> _Source excerpt_:
====
I'm sure it will be like anything else with a rechargeable battery, after regular use and recharging the battery, they never seem to last as long when it was new.

Why don't they put some type of alternator on it?


----------



## bvibert (Jul 26, 2011)

Glenn said:


> Right now, it's pretty economical to charge an EV at home. But I wonder what will happen as these become more popular. So now you have millions of cars charging at the same time. Will these stress the grid? Will "off peak" rates suddenly become "peak"? I just picture a similar situation  to what happens on hot days...when everyone is cranking the A/C/



I was wondering the same thing.  It's fine now that there's very few out there, but I worry about what will happen to electricity rates and production ability if they really catch on.


----------



## bvibert (Jul 26, 2011)

o3jeff said:


> Why don't they put some type of alternator on it?



You mean like a perpetual motion machine?  It would take more energy for the drive motor to spin the alternator than you'd get back out of it.
====
> _The task_:
Reproduce the forum thread about electric car batteries and charging word for word, in full.

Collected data
====
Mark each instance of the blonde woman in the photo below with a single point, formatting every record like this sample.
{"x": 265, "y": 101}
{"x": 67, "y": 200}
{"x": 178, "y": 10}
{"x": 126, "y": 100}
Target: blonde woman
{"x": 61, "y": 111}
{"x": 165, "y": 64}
====
> _Full response_:
I'm sure it will be like anything else with a rechargeable battery, after regular use and recharging the battery, they never seem to last as long when it was new.

Why don't they put some type of alternator on it?


----------



## bvibert (Jul 26, 2011)

Glenn said:


> Right now, it's pretty economical to charge an EV at home. But I wonder what will happen as these become more popular. So now you have millions of cars charging at the same time. Will these stress the grid? Will "off peak" rates suddenly become "peak"? I just picture a similar situation  to what happens on hot days...when everyone is cranking the A/C/



I was wondering the same thing.  It's fine now that there's very few out there, but I worry about what will happen to electricity rates and production ability if they really catch on.


----------



## bvibert (Jul 26, 2011)

o3jeff said:


> Why don't they put some type of alternator on it?



You mean like a perpetual motion machine?  It would take more energy for the drive motor to spin the alternator than you'd get back out of it.